### Task prompt
The lines to reproduce run from the one containing "by [[306, 42]]." through the end of the records below. Reproduce them exactly and add nothing.

(Stored data)
# # # #

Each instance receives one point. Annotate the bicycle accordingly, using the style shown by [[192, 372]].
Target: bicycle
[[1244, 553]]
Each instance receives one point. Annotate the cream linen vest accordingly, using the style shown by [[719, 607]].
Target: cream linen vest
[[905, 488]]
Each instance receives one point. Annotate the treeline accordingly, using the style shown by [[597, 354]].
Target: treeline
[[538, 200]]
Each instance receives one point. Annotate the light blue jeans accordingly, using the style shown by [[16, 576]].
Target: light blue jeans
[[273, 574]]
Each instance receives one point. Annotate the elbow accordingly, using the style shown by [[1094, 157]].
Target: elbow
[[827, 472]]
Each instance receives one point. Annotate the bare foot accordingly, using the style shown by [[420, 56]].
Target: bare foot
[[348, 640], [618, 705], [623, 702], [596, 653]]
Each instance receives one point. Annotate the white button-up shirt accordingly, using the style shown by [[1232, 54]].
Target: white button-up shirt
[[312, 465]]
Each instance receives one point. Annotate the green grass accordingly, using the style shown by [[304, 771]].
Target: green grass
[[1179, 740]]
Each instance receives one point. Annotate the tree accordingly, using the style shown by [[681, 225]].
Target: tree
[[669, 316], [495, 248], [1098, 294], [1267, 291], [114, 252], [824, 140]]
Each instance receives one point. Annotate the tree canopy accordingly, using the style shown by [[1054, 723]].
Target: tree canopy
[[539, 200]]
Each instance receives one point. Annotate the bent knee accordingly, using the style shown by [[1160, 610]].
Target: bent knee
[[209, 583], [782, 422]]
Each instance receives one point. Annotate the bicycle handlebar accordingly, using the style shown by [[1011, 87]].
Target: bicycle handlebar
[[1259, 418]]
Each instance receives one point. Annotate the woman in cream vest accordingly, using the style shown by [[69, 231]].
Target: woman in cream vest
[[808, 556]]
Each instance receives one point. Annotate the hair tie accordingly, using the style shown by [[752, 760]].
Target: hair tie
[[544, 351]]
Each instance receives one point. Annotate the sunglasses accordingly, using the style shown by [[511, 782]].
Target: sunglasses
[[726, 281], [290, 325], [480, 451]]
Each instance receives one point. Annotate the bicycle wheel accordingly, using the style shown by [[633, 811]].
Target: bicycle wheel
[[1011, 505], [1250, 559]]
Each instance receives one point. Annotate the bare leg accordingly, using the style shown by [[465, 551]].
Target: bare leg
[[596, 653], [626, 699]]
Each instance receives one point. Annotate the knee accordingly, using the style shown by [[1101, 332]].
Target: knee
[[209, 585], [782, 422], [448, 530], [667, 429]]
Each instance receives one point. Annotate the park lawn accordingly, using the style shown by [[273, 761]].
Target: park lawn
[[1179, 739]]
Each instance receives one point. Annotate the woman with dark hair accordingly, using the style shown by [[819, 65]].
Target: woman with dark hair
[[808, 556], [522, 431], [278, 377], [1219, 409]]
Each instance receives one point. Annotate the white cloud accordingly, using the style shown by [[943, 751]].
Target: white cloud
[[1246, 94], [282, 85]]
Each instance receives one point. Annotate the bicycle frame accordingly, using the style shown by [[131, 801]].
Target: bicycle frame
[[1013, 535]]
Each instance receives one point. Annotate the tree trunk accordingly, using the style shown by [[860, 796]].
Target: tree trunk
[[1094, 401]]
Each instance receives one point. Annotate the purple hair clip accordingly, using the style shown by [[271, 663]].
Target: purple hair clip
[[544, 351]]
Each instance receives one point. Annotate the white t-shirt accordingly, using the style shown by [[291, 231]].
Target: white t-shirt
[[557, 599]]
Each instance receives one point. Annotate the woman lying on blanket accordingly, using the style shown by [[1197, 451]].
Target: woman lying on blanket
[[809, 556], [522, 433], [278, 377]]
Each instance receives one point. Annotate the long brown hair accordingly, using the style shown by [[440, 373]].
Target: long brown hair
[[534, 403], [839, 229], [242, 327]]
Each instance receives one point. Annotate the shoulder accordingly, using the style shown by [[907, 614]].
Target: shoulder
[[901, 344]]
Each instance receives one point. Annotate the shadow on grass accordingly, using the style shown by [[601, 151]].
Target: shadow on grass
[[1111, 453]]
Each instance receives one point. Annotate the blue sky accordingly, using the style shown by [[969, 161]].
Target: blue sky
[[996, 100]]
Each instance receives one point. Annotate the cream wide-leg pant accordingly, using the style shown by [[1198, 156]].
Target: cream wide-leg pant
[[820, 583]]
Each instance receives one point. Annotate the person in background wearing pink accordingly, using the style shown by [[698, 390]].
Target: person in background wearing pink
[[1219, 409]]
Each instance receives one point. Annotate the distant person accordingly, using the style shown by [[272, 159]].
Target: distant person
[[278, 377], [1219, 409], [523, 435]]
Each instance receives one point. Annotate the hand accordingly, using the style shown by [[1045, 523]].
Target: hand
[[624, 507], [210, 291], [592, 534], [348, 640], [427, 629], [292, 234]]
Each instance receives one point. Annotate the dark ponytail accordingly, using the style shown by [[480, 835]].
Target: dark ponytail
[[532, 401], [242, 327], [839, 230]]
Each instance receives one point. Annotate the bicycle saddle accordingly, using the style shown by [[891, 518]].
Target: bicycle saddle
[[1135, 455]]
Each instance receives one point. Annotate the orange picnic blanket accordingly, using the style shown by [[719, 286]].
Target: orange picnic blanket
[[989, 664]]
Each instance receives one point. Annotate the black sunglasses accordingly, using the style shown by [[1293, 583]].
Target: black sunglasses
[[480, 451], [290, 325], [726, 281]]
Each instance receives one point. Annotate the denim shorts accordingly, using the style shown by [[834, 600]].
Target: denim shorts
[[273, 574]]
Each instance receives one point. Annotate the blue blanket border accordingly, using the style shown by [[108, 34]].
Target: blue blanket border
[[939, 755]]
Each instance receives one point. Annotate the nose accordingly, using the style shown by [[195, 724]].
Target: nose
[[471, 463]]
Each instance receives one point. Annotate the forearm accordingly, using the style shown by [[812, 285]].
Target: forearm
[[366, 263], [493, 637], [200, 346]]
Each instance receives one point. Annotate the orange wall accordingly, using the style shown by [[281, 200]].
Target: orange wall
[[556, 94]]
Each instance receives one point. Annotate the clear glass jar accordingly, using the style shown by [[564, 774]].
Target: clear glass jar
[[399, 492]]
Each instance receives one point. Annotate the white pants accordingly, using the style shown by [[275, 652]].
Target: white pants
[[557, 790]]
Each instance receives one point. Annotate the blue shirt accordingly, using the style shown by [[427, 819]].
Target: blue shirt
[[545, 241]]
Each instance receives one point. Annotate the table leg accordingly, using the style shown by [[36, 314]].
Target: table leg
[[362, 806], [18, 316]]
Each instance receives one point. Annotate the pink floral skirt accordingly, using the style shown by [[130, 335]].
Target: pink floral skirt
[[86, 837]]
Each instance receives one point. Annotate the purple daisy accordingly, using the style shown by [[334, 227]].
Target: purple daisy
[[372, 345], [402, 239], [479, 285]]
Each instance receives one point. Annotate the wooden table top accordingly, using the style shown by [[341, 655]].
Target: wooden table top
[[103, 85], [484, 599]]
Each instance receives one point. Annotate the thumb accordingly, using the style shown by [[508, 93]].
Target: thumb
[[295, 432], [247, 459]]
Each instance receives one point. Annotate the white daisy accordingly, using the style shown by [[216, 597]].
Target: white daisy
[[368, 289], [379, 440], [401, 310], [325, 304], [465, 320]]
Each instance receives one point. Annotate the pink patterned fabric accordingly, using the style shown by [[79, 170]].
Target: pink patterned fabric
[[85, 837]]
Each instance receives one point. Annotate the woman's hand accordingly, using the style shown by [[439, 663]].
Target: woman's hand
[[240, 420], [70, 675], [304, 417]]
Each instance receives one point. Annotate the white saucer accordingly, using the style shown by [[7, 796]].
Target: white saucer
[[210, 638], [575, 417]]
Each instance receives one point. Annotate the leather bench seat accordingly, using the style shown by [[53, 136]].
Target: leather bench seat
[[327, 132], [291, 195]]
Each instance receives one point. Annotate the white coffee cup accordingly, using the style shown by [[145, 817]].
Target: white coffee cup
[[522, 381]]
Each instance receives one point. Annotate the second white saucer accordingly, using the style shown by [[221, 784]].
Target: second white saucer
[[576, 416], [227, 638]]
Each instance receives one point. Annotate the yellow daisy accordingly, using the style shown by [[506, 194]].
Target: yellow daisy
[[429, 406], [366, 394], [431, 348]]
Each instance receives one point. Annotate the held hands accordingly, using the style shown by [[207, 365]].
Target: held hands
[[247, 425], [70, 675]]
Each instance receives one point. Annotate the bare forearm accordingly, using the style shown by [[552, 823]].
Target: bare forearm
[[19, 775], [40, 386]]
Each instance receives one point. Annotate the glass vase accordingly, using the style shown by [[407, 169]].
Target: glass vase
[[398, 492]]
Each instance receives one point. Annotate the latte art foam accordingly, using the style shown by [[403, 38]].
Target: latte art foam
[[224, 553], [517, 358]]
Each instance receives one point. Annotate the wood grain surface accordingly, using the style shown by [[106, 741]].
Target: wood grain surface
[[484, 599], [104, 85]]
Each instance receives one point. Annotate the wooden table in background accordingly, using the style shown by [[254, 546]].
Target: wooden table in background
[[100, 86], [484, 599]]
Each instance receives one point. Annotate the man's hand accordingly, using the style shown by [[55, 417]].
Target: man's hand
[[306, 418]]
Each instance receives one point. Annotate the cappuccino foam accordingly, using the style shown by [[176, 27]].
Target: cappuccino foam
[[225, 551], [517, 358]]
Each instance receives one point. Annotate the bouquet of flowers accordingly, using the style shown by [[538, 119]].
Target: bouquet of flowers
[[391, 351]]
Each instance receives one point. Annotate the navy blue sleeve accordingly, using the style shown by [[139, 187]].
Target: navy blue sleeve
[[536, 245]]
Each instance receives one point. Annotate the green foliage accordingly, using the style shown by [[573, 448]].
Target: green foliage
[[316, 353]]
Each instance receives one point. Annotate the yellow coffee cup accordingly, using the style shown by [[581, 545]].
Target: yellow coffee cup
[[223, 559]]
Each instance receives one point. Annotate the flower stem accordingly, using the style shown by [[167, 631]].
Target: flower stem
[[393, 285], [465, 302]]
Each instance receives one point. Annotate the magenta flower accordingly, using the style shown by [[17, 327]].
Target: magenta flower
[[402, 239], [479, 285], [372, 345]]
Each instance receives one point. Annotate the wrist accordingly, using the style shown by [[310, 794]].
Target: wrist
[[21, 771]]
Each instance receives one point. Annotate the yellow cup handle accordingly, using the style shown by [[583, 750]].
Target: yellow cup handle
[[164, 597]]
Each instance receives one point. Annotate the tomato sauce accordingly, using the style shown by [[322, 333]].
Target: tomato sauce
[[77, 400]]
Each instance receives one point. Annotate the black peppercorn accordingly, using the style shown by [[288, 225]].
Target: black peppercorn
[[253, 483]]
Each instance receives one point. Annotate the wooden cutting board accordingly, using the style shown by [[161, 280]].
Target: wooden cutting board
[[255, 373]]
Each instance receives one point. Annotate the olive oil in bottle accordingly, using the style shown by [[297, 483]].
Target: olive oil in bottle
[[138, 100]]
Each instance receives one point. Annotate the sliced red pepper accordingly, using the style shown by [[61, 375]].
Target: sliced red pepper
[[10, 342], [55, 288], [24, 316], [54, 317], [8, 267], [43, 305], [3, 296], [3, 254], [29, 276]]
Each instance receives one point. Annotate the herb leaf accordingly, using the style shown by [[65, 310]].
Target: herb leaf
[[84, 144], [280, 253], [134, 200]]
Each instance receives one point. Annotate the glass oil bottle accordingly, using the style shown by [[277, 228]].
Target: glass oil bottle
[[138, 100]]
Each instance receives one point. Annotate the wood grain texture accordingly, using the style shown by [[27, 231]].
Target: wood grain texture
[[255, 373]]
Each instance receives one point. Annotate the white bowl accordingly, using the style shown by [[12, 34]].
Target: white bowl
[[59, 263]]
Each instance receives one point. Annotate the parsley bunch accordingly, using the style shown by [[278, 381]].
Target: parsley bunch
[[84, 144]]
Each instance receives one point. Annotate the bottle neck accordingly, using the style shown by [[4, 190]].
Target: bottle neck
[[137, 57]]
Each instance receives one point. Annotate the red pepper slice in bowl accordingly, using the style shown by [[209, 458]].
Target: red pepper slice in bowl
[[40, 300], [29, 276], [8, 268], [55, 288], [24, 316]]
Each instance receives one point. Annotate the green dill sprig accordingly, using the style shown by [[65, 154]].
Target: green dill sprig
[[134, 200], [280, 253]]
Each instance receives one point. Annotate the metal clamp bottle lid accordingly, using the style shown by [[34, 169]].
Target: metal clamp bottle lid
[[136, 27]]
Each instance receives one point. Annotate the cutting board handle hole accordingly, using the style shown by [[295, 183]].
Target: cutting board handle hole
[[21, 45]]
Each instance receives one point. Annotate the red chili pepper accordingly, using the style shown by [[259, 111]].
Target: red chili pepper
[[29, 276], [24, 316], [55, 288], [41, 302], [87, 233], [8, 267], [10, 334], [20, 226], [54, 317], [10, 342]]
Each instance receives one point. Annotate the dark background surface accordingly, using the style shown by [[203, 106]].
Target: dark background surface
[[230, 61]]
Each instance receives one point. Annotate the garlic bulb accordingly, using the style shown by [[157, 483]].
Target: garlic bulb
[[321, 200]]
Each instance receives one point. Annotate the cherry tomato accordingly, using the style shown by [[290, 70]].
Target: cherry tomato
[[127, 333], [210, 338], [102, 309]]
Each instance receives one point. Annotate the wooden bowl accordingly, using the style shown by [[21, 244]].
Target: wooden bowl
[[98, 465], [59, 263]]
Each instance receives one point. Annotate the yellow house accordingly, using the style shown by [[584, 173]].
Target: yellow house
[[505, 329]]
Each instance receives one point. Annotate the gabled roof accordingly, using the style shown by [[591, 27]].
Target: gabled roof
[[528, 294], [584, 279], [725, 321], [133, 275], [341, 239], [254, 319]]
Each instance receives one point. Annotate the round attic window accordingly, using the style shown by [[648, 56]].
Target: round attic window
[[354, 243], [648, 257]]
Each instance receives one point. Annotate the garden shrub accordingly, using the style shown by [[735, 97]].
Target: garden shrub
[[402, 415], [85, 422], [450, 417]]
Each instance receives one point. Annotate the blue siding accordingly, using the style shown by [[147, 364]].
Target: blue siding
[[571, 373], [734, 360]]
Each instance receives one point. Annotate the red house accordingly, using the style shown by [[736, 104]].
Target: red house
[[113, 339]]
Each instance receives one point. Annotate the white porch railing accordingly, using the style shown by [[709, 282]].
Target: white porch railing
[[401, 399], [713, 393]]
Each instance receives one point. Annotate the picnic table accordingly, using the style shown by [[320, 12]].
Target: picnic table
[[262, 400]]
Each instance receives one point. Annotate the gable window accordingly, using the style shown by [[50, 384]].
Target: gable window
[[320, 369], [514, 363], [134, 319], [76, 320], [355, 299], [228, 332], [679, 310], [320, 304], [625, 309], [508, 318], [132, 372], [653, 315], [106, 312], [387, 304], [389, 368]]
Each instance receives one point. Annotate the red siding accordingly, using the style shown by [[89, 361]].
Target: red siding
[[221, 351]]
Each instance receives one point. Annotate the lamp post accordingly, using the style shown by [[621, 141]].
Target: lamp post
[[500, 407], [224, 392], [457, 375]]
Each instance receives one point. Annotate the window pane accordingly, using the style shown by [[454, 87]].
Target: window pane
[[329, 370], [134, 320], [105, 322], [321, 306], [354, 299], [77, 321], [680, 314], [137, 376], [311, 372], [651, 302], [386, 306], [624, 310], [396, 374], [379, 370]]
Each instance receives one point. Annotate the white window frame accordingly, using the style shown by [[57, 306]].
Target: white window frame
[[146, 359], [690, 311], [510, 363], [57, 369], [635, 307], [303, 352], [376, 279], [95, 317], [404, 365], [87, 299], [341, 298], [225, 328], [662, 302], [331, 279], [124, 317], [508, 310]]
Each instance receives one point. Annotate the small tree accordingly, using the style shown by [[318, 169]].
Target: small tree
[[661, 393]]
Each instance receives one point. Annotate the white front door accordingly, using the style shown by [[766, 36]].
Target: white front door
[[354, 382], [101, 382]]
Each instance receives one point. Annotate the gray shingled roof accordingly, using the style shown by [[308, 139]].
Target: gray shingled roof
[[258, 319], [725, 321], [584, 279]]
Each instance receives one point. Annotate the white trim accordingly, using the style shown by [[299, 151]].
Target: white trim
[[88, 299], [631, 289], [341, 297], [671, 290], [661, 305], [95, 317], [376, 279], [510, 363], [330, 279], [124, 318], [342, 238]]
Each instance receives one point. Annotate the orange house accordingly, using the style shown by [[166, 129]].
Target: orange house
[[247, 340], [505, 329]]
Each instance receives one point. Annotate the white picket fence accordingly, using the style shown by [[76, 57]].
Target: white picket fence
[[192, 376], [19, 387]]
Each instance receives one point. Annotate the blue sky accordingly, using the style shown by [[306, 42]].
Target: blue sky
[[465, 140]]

# # # #

### Task result
Each instance receives one point. Annotate the blue sky accordingly, using the style shown by [[306, 42]].
Target: blue sky
[[465, 140]]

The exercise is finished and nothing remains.